• [Exercise brief]
Give every line of the data below as a numbered list, leaving out blank lines and the pictures.

**** Available records ****

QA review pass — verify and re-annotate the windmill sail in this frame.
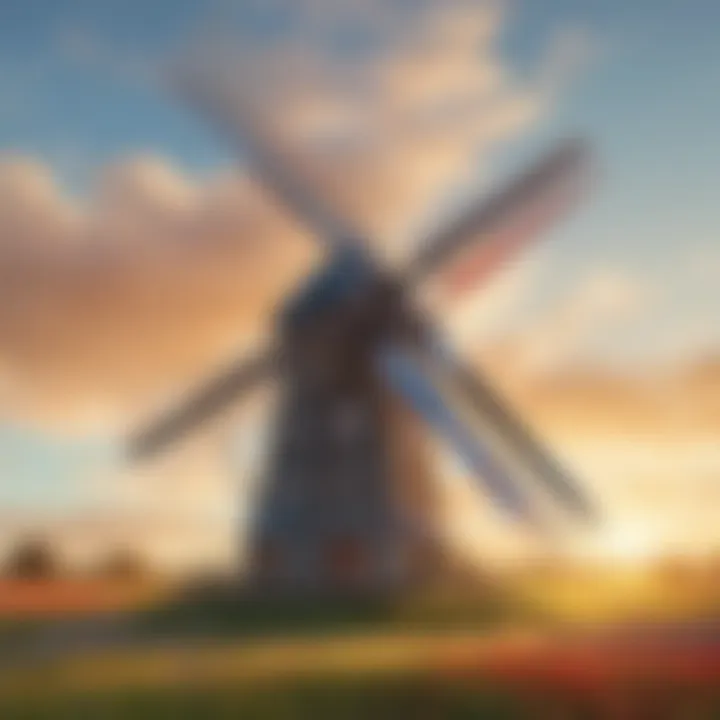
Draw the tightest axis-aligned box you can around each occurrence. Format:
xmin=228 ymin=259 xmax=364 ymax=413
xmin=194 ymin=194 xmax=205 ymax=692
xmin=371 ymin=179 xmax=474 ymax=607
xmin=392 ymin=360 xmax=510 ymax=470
xmin=426 ymin=334 xmax=595 ymax=520
xmin=127 ymin=352 xmax=277 ymax=460
xmin=408 ymin=140 xmax=588 ymax=296
xmin=178 ymin=74 xmax=359 ymax=248
xmin=378 ymin=347 xmax=538 ymax=523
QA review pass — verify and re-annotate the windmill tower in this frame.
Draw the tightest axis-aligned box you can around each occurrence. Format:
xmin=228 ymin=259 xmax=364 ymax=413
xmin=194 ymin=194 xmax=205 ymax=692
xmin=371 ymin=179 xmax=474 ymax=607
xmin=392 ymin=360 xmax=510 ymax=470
xmin=130 ymin=83 xmax=591 ymax=593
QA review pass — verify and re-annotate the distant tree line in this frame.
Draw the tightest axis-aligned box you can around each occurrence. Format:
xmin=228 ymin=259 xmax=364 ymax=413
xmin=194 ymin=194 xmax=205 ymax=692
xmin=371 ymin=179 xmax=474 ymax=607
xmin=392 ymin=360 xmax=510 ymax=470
xmin=0 ymin=537 xmax=150 ymax=580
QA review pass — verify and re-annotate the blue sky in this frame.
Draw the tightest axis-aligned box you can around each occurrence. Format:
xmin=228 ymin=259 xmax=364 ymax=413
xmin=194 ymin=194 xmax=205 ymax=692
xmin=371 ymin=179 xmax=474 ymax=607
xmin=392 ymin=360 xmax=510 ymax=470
xmin=0 ymin=0 xmax=720 ymax=524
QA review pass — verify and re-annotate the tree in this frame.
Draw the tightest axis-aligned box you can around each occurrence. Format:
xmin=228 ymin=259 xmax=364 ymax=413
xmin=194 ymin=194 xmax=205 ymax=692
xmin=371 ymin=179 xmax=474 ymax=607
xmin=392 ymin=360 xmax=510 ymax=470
xmin=5 ymin=538 xmax=59 ymax=580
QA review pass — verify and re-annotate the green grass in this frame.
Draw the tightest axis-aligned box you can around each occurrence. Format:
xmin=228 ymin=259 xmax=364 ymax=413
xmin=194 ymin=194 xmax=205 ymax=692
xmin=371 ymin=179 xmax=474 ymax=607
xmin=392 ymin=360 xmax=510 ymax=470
xmin=129 ymin=587 xmax=538 ymax=638
xmin=0 ymin=677 xmax=526 ymax=720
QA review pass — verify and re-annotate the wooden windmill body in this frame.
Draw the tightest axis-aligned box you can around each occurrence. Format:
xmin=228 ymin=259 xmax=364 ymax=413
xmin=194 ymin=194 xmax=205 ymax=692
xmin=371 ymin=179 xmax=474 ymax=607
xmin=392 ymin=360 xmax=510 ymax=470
xmin=249 ymin=256 xmax=443 ymax=593
xmin=130 ymin=93 xmax=591 ymax=594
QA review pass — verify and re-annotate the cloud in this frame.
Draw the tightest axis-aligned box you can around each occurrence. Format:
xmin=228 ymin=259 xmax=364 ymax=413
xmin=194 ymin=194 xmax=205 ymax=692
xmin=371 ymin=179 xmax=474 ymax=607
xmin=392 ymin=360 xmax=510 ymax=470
xmin=181 ymin=2 xmax=548 ymax=253
xmin=0 ymin=2 xmax=568 ymax=434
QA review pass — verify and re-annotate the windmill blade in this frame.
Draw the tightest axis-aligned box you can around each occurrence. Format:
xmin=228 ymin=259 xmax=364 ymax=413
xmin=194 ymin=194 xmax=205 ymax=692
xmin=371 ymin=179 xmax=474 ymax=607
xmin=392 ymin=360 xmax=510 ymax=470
xmin=427 ymin=332 xmax=595 ymax=520
xmin=127 ymin=352 xmax=277 ymax=461
xmin=377 ymin=346 xmax=540 ymax=524
xmin=407 ymin=140 xmax=590 ymax=294
xmin=176 ymin=66 xmax=360 ymax=248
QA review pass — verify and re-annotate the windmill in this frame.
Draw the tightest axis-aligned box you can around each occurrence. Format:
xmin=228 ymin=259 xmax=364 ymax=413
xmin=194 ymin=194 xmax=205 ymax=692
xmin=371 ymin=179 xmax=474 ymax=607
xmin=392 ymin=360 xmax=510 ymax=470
xmin=129 ymin=80 xmax=593 ymax=592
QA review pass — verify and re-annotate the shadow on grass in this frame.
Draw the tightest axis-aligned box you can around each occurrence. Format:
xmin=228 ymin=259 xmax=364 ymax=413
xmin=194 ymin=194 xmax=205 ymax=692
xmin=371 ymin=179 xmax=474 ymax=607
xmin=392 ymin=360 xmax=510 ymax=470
xmin=0 ymin=677 xmax=528 ymax=720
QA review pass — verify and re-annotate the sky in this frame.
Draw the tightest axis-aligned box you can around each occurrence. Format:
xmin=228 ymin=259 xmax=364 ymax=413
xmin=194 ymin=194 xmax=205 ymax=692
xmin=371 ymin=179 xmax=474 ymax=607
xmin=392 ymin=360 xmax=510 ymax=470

****

• [Answer to this task]
1. QA review pass — verify and re-annotate the windmill sail in this frame.
2. Draw the tightest axis-aligned box you can around each occurrence. Format:
3. xmin=228 ymin=259 xmax=364 ymax=413
4. xmin=194 ymin=194 xmax=205 ymax=692
5. xmin=371 ymin=179 xmax=474 ymax=607
6. xmin=392 ymin=360 xmax=510 ymax=470
7. xmin=426 ymin=334 xmax=595 ymax=520
8. xmin=127 ymin=352 xmax=277 ymax=460
9. xmin=408 ymin=140 xmax=588 ymax=296
10. xmin=178 ymin=74 xmax=359 ymax=248
11. xmin=378 ymin=347 xmax=538 ymax=523
12. QA review pass — verify and re-annotate the windmill tower in this frame.
13. Draw the tightest axis-aligned box you can around each occurrence. Format:
14. xmin=228 ymin=259 xmax=364 ymax=413
15. xmin=194 ymin=194 xmax=205 ymax=692
16. xmin=371 ymin=179 xmax=474 ymax=607
17. xmin=392 ymin=360 xmax=510 ymax=470
18. xmin=130 ymin=83 xmax=591 ymax=593
19. QA review pass — verify and re-annotate the distant tree line in this frame.
20. Draw the tightest axis-aligned box you can around each occurrence. Format:
21. xmin=228 ymin=259 xmax=364 ymax=413
22. xmin=194 ymin=194 xmax=205 ymax=692
23. xmin=371 ymin=179 xmax=474 ymax=607
24. xmin=392 ymin=360 xmax=510 ymax=470
25. xmin=0 ymin=537 xmax=150 ymax=580
26. QA review pass — verify and re-annotate the blue sky in this frame.
27. Draw the tightest axis-aligned box you can around each occurrence. Format:
28. xmin=228 ymin=259 xmax=364 ymax=413
29. xmin=194 ymin=194 xmax=205 ymax=692
30. xmin=371 ymin=179 xmax=474 ymax=607
31. xmin=392 ymin=360 xmax=510 ymax=470
32. xmin=0 ymin=0 xmax=720 ymax=524
33. QA review pass — verify and re-annotate the tree in this frame.
34. Draw the tightest axis-aligned box you can around each occurrence. Format:
35. xmin=228 ymin=259 xmax=364 ymax=413
36. xmin=194 ymin=194 xmax=205 ymax=692
37. xmin=371 ymin=179 xmax=474 ymax=607
38. xmin=392 ymin=360 xmax=510 ymax=470
39. xmin=5 ymin=538 xmax=59 ymax=580
40. QA review pass — verify and re-annotate the green grass in this frame.
41. Draw the tightest axis-aligned box you can around each occurrence. Format:
42. xmin=228 ymin=259 xmax=364 ymax=413
43. xmin=194 ymin=194 xmax=205 ymax=692
44. xmin=371 ymin=179 xmax=474 ymax=607
45. xmin=392 ymin=360 xmax=510 ymax=470
46. xmin=129 ymin=587 xmax=538 ymax=638
47. xmin=0 ymin=677 xmax=526 ymax=720
48. QA review pass — verify and re-annotate the wooden windmill body in this frame.
49. Draw the tightest axis-aligned box you can around each occurrence. Format:
50. xmin=228 ymin=259 xmax=364 ymax=413
51. xmin=194 ymin=194 xmax=205 ymax=692
52. xmin=371 ymin=179 xmax=474 ymax=607
53. xmin=392 ymin=360 xmax=510 ymax=470
54. xmin=249 ymin=256 xmax=443 ymax=593
55. xmin=130 ymin=93 xmax=591 ymax=594
56. QA review pass — verify and re-annotate the cloud in this frame.
57. Draw the tightest axis-aligned box you can around each occurrence. Format:
58. xmin=228 ymin=259 xmax=364 ymax=413
59. xmin=194 ymin=194 xmax=205 ymax=692
60. xmin=371 ymin=179 xmax=474 ymax=607
61. xmin=392 ymin=360 xmax=510 ymax=470
62. xmin=181 ymin=2 xmax=548 ymax=253
63. xmin=0 ymin=2 xmax=568 ymax=434
64. QA review pass — verify and re-annotate the windmill blade in this frame.
65. Draw the tightest axis-aligned box you can around each occurrence. Format:
66. xmin=228 ymin=259 xmax=364 ymax=413
67. xmin=194 ymin=194 xmax=205 ymax=692
68. xmin=371 ymin=179 xmax=474 ymax=607
69. xmin=392 ymin=360 xmax=510 ymax=470
70. xmin=427 ymin=332 xmax=595 ymax=520
71. xmin=127 ymin=352 xmax=277 ymax=461
72. xmin=377 ymin=346 xmax=540 ymax=524
73. xmin=407 ymin=140 xmax=590 ymax=294
74. xmin=176 ymin=66 xmax=360 ymax=248
75. QA review pass — verify and re-annotate the windmill in this frame.
76. Draw the tightest axis-aligned box you can around each occurrence. Format:
77. xmin=228 ymin=259 xmax=364 ymax=413
78. xmin=194 ymin=194 xmax=205 ymax=692
79. xmin=371 ymin=179 xmax=474 ymax=607
80. xmin=392 ymin=360 xmax=510 ymax=470
81. xmin=129 ymin=80 xmax=593 ymax=592
82. QA review pass — verify and re-annotate the shadow on grass in this frame.
83. Draw the tightest axis-aligned box you can around each occurrence. Format:
84. xmin=228 ymin=259 xmax=364 ymax=413
85. xmin=194 ymin=194 xmax=205 ymax=692
86. xmin=371 ymin=179 xmax=474 ymax=607
87. xmin=392 ymin=360 xmax=510 ymax=470
88. xmin=0 ymin=677 xmax=528 ymax=720
89. QA review pass — verify and re-annotate the sky in this frame.
90. Draw the tightest axis-aligned box you can around each occurrence. Format:
91. xmin=228 ymin=259 xmax=364 ymax=413
92. xmin=194 ymin=194 xmax=205 ymax=692
93. xmin=371 ymin=179 xmax=474 ymax=607
94. xmin=392 ymin=360 xmax=510 ymax=470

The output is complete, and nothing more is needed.